**Text section:**
####################
In the organizer's words:
This concert evening is all about collaboration: guitarist Mary Halvorson presents her collaboration with pianist Sylvie Courvoisier, followed by a German-French collaboration project in which 30 young singers from Berlin share the stage with three avant-garde ensembles from Paris. The concert will be brought to a brilliant close by two jazz greats: Aki Takase and Alexander von Schlippenbach playing piano four-hands.
18:00
Courvoisier / Halvorson
(CH, US)
Like so many collaborations in jazz, the duo of pianist Sylvie Courvoisier and guitarist Mary Halvorson emerges from improvising together. Given the special connection they both felt from the beginning, their first visit to the recording studio together was not long in coming: in 2017 they deepened their intuitive interplay while recording their album "Crop Circles" (2017), adding compositions they had written for other projects. This was followed by the album "Searching for the Disappeared" (2021), featuring music Courvoisier and Halvorson had composed specifically for their duo. With it, they elevated their energetic musical interaction that had characterized their earlier work to a new level, weaving melodic lines into harmonies that move through complex webs of sound.
####################
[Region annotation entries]
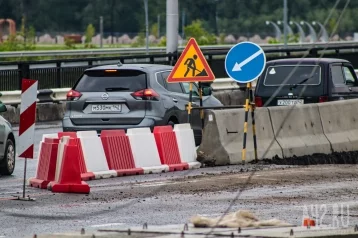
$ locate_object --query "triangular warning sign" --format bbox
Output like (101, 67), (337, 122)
(167, 38), (215, 83)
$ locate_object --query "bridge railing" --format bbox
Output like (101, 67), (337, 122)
(0, 42), (358, 91)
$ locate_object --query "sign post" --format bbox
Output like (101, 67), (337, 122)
(225, 42), (266, 163)
(167, 38), (215, 123)
(17, 79), (38, 201)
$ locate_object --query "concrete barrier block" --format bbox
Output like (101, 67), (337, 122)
(268, 104), (331, 158)
(198, 108), (283, 165)
(213, 90), (245, 106)
(318, 99), (358, 152)
(36, 103), (66, 122)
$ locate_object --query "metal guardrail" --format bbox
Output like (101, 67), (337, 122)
(0, 78), (240, 106)
(0, 69), (358, 106)
(0, 41), (358, 58)
(0, 42), (358, 91)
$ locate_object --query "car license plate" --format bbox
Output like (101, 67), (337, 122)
(92, 104), (122, 112)
(277, 99), (304, 106)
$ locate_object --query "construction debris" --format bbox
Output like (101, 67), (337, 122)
(190, 210), (292, 228)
####################
**Directions:**
1 – For each statement below, state whether the concert description agrees with it, answering yes or no and quoting the words that decide it: (a) Sylvie Courvoisier plays guitar in the duo. (b) The young singers in the collaboration project come from Berlin. (c) Aki Takase and Alexander von Schlippenbach open the evening.
2 – Retype the concert description from "Like so many" up to and including "webs of sound.".
These entries come from a separate source.

**Replies:**
1 –
(a) No: "pianist Sylvie Courvoisier"
(b) Yes: "30 young singers from Berlin"
(c) No: "The concert will be brought to a brilliant close by two jazz greats"

2 –
Like so many collaborations in jazz, the duo of pianist Sylvie Courvoisier and guitarist Mary Halvorson emerges from improvising together. Given the special connection they both felt from the beginning, their first visit to the recording studio together was not long in coming: in 2017 they deepened their intuitive interplay while recording their album "Crop Circles" (2017), adding compositions they had written for other projects. This was followed by the album "Searching for the Disappeared" (2021), featuring music Courvoisier and Halvorson had composed specifically for their duo. With it, they elevated their energetic musical interaction that had characterized their earlier work to a new level, weaving melodic lines into harmonies that move through complex webs of sound.